◆ WHAT YOU WILL DO:
[1] From the essay on AI story deconstruction, quote the part that opens with the words containing "The idea was" and closes with "built that way?".
[2] In the essay on AI story deconstruction, what name did Semafor give the story structure it introduced at its launch?
[3] Carry on the essay on AI story deconstruction from the point where it ends.

◆ TEXT SEGMENT:
····················
Deconstruction, Part Deux
Can Gen AI help improve media literacy?
When we launched Semafor three years ago, we debuted a story structure that we dubbed — what else? — the “Semaform.”
The idea was that we owed it to readers to show them what were facts, what was the reporter’s analysis, and what the best counterargument to that analysis was. Giving readers more visibility into the “scaffolding” of a story should, we thought, give them more insight into an issue and more confidence about the integrity of our work. I’m very proud of the format, and I think it’s by and large been successful in its mission.
Why can’t more stories be built that way?
Or at least, why can’t we help readers to look into the superstructure of the stories we construct so they can better see for themselves what assumptions and analysis we’ve leaned on as part of the narrative? Would that help make a dent in the filter bubble problem we already have and that AI will supercharge? A good editor can pick apart a story, even on an issue they’re not entirely familiar with, but we can’t provide a personal editor to every reader; could a machine do the same job?
It turns out — at least based on an experiment I did — that it can get pretty close.
I built a bot. (Of course I did.)
I’ll come back to how I did in a bit, but here’s what it does:
It’ll identify the central theme of a story it’s given, whether it’s explicitly stated or not;
it’ll extract the key facts (or asserted facts — it can’t discern truth or falsity) supporting that thesis;
the key assumptions or analysis that support it;
and the core assumption that underpins the whole piece.
And if you ask it, it’ll also offer:
alternative framings for the same facts;
perspectives or voices that might be missing from the piece;
and key questions that could have but weren’t asked.
At its best, it’s the editor you hate but need; the one that tells you that you haven’t explored other explanations or gotten all sides of the story. But sometimes it’s also the slightly clueless copy desker who asks decent but obvious questions about a subject they don’t know anything about. (Which is what any number of reporters probably think of their managers…)
This could be a useful newsroom tool — and, eventually, something to help readers get more perspectives on a given issue.
And it does this mostly by parsing language — which Large Language Models have become frighteningly good at. (It also has some general knowledge about the world, and I’m still trying to figure out how much its “conventional wisdom” affects its output.)
(And aside: I’m building these bots not because I’m good at it; in fact, I think I established pretty convincingly that I’m not good at it. Nor am I doing this to show people how easy it is to build them, although I do think more journalists should be experimenting and testing the frontiers of the technology. Mostly I’m doing it to explore and understand how Gen AI’s capabilities can transform the news experience and news product, well beyond helping us do what we currently do faster and better.)
TRYING IT OUT
Here’s an example. I fed in a piece from The New York Times, about the setback for transgender rights when the Supreme Court ruled in favor of Tennessee in United States v. Skrmetti earlier this year. I realize this is, at least at this point in time, a highly contested area in the media and the public mind, but that makes it a good candidate for the tool. It’s a long story, and a tad complicated, but I’m deep in this subject for personal reasons, so I devoured it. And so did the bot.
····················
(Stored data entries)
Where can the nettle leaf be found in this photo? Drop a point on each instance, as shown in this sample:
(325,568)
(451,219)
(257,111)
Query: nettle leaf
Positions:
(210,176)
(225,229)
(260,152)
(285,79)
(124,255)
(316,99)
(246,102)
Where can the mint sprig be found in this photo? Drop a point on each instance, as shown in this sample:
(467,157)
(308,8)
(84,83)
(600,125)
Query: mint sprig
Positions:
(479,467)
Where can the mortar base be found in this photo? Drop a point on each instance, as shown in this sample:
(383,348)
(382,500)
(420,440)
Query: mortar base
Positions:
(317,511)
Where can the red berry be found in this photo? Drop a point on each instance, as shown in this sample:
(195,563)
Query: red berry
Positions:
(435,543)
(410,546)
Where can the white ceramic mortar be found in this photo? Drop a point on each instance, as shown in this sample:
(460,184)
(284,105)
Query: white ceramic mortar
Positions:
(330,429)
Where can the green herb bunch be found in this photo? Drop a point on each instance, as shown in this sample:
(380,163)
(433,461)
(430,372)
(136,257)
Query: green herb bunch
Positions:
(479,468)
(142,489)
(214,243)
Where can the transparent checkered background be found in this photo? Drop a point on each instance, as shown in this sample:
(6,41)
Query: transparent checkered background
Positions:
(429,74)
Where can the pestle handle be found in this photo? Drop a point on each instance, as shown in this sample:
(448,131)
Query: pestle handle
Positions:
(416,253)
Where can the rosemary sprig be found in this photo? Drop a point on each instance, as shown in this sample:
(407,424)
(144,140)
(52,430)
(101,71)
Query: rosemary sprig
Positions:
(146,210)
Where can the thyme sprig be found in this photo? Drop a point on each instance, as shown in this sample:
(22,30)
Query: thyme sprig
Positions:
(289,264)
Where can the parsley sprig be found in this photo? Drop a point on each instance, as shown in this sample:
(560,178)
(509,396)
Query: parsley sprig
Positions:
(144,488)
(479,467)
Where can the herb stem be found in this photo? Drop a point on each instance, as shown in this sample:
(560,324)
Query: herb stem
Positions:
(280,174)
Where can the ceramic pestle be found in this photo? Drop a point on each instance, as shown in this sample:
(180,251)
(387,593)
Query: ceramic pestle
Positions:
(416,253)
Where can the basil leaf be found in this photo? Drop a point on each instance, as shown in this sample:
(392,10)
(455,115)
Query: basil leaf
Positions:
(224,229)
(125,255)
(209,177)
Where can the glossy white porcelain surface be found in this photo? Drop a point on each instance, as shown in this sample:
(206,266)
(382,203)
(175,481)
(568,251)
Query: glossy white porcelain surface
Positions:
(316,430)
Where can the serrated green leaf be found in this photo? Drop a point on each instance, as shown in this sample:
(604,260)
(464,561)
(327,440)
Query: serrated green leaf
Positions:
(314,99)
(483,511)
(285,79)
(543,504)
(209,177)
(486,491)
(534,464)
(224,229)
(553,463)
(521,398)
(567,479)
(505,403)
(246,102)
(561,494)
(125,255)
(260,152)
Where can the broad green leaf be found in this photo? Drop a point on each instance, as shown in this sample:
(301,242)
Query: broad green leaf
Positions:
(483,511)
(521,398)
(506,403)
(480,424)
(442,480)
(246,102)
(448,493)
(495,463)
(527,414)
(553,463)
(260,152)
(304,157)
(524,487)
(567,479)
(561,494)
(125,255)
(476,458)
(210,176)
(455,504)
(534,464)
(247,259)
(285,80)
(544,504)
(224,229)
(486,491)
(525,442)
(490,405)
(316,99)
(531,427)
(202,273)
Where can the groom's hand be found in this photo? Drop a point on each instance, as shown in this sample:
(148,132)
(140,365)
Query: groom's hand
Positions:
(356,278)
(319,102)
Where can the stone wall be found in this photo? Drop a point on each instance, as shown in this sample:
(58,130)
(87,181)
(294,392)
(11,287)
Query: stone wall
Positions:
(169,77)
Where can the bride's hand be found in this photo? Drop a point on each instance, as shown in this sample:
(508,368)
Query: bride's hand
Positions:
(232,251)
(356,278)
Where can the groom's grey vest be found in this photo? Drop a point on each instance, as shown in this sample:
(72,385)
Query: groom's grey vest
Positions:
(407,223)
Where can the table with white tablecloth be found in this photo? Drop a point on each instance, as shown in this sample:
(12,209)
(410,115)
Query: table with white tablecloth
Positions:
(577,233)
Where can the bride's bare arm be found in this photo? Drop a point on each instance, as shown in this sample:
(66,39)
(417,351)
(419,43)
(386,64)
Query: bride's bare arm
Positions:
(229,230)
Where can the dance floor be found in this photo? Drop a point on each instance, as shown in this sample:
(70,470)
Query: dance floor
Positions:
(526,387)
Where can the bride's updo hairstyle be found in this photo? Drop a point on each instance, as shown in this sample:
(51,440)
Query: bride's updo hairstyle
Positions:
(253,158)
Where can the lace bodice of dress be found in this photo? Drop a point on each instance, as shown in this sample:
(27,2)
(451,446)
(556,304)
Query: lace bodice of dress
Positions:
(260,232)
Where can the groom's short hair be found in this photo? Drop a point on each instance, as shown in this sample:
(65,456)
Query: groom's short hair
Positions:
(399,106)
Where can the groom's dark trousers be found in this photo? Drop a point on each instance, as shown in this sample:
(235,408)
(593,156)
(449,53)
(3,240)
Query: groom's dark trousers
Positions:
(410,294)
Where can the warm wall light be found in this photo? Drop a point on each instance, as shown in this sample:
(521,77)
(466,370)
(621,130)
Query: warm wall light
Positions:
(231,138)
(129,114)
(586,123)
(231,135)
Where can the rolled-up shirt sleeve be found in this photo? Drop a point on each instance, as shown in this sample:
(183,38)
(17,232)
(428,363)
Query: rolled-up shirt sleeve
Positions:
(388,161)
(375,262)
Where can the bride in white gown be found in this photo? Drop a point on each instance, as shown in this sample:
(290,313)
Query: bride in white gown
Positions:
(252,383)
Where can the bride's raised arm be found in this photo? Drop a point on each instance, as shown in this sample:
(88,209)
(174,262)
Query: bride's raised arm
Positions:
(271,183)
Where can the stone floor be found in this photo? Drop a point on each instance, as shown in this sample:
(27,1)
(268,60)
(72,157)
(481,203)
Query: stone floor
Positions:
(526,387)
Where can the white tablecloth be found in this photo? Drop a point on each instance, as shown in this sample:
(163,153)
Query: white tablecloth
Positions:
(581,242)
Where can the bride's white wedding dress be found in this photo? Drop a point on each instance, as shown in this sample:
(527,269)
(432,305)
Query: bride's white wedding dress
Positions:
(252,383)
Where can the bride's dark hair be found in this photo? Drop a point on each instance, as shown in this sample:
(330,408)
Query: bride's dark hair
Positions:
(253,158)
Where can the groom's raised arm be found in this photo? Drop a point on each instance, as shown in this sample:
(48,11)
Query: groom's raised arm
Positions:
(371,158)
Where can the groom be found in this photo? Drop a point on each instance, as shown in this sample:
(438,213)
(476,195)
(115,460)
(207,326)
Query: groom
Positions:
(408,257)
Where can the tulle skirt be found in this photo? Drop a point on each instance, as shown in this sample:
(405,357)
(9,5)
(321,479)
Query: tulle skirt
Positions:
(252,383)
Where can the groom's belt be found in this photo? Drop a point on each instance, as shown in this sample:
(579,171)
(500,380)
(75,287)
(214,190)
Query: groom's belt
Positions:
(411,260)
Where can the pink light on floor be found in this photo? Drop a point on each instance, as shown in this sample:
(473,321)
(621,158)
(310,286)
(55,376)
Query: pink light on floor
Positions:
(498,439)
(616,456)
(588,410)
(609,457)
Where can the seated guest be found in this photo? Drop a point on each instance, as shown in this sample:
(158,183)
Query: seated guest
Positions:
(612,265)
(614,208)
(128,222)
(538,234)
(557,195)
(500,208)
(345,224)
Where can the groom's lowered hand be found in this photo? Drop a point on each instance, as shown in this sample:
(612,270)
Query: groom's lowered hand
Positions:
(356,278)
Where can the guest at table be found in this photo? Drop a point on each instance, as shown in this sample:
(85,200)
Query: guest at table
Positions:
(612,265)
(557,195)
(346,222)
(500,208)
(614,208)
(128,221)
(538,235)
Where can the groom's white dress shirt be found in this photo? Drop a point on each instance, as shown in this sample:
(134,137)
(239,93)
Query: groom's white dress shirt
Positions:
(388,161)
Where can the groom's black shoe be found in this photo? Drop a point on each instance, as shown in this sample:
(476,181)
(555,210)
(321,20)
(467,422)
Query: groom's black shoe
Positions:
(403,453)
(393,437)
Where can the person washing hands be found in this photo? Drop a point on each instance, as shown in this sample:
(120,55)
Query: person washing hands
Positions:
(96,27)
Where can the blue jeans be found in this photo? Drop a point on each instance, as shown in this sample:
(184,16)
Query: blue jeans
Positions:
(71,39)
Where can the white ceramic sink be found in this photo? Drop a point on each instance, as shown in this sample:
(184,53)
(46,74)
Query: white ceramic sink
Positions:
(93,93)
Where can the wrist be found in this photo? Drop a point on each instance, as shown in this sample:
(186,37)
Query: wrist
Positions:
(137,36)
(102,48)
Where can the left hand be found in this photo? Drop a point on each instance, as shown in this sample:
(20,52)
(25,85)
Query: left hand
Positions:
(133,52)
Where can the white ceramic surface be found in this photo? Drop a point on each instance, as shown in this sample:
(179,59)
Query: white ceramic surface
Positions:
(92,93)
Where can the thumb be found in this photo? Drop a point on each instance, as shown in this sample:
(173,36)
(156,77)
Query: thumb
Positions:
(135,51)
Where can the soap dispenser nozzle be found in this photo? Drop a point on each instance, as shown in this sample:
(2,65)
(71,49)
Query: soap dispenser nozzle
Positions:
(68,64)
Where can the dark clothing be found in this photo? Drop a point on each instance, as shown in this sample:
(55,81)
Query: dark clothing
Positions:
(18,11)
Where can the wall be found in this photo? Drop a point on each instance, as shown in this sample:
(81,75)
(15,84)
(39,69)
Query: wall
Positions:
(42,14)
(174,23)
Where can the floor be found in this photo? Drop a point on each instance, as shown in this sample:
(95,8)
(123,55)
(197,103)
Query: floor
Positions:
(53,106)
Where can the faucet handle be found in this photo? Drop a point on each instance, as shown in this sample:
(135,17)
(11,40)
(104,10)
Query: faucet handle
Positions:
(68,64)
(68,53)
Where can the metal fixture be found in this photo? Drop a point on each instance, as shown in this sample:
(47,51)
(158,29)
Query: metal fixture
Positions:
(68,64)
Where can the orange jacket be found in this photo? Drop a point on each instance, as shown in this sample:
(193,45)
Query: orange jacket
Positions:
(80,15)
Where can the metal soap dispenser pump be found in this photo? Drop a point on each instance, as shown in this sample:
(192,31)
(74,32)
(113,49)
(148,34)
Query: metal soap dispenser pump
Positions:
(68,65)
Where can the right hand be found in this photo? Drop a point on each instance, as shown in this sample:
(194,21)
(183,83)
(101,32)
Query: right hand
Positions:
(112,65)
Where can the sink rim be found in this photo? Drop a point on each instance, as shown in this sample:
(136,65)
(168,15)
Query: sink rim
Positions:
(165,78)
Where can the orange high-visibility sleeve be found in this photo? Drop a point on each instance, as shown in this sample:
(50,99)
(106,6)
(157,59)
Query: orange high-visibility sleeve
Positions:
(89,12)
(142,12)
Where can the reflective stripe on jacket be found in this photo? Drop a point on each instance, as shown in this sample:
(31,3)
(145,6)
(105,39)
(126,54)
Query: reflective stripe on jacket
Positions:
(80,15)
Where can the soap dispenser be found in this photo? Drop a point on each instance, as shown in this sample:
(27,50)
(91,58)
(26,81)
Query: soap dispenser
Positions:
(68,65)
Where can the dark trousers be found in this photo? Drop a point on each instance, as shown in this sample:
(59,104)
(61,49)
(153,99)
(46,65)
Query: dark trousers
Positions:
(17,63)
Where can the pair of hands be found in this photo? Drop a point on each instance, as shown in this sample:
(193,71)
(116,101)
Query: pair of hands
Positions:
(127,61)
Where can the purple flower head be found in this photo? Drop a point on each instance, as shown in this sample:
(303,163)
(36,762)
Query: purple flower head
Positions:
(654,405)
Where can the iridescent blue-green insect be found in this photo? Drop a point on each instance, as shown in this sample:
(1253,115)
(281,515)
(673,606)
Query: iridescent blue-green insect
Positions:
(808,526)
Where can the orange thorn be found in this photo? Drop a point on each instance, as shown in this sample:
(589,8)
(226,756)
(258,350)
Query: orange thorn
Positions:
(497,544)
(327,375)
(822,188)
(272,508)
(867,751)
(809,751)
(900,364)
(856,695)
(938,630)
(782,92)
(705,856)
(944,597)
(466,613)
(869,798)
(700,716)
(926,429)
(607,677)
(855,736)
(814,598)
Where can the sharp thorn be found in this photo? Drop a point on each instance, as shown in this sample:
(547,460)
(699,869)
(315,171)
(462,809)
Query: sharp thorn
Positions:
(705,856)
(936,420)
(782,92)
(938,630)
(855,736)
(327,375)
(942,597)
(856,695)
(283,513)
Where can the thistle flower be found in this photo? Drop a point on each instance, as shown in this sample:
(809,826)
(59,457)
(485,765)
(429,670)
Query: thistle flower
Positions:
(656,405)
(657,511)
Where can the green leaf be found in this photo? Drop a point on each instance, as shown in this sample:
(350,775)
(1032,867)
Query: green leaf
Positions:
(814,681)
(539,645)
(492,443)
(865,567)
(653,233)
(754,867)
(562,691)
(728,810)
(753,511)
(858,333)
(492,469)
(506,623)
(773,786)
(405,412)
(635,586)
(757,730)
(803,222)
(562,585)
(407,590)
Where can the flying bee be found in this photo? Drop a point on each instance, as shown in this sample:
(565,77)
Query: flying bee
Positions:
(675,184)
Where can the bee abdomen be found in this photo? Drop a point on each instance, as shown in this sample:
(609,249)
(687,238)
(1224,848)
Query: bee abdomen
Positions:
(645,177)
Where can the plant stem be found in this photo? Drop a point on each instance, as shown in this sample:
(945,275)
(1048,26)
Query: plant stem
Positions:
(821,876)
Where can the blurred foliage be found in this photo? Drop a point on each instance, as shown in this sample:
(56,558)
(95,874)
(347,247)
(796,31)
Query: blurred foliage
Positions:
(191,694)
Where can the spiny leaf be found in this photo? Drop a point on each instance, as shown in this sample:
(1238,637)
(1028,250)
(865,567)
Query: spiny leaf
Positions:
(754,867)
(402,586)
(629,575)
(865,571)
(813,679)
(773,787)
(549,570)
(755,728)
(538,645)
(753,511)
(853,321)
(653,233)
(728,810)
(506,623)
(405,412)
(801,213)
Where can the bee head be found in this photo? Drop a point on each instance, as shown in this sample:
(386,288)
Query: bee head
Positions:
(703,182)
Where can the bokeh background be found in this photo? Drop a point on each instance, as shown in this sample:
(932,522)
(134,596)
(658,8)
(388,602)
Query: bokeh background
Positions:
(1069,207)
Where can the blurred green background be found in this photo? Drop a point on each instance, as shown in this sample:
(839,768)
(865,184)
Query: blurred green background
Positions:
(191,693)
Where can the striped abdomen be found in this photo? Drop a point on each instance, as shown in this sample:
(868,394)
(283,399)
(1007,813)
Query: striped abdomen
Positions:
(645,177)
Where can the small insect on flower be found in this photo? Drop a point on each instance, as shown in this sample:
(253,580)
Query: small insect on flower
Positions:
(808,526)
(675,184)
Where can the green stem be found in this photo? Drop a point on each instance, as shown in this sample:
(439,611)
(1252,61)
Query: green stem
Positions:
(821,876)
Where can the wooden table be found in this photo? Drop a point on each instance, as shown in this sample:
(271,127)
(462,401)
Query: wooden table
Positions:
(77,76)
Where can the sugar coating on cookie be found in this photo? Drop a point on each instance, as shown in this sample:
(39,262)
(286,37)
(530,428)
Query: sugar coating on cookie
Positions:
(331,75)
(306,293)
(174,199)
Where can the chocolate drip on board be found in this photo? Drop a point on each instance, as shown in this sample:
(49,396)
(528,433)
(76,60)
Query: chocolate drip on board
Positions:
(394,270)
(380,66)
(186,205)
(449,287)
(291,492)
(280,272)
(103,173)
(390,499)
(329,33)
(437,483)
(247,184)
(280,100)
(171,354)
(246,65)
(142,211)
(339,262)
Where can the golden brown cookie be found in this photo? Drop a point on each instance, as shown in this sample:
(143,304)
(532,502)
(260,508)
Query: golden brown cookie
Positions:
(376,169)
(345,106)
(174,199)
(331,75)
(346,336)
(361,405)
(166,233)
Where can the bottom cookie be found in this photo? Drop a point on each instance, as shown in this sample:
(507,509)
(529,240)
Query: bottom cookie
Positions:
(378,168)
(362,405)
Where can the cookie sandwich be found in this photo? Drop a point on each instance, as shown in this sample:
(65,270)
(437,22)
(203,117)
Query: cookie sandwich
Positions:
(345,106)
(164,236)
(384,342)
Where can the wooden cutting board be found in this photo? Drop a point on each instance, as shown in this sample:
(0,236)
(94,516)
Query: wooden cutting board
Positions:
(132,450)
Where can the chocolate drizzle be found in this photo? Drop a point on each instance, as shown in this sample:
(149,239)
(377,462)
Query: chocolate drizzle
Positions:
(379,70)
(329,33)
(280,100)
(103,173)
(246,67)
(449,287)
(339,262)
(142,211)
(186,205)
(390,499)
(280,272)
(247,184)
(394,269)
····················
◆ RESPONSES IN ORDER:
[1]
The idea was that we owed it to readers to show them what were facts, what was the reporter’s analysis, and what the best counterargument to that analysis was. Giving readers more visibility into the “scaffolding” of a story should, we thought, give them more insight into an issue and more confidence about the integrity of our work. I’m very proud of the format, and I think it’s by and large been successful in its mission.
Why can’t more stories be built that way?

[2] The “Semaform.”

[3]
The core thesis, the bot said, was:
The LGBTQ movement’s strategic decision to bring United States v. Skrmetti—a challenge to Tennessee’s ban on pediatric gender-affirming care—to the Supreme Court represents a significant tactical error that has set back transgender rights for potentially a generation.
That’s spot on in terms of what the piece concludes. It then listed a set of facts asserted in the piece, and then extracted a series of assumptions or analysis in it, including:
Characterizes the ACLU’s approach as driven by ideological purity rather than strategic pragmatism (refusing compromise, pushing expansive gender theories most voters don’t support)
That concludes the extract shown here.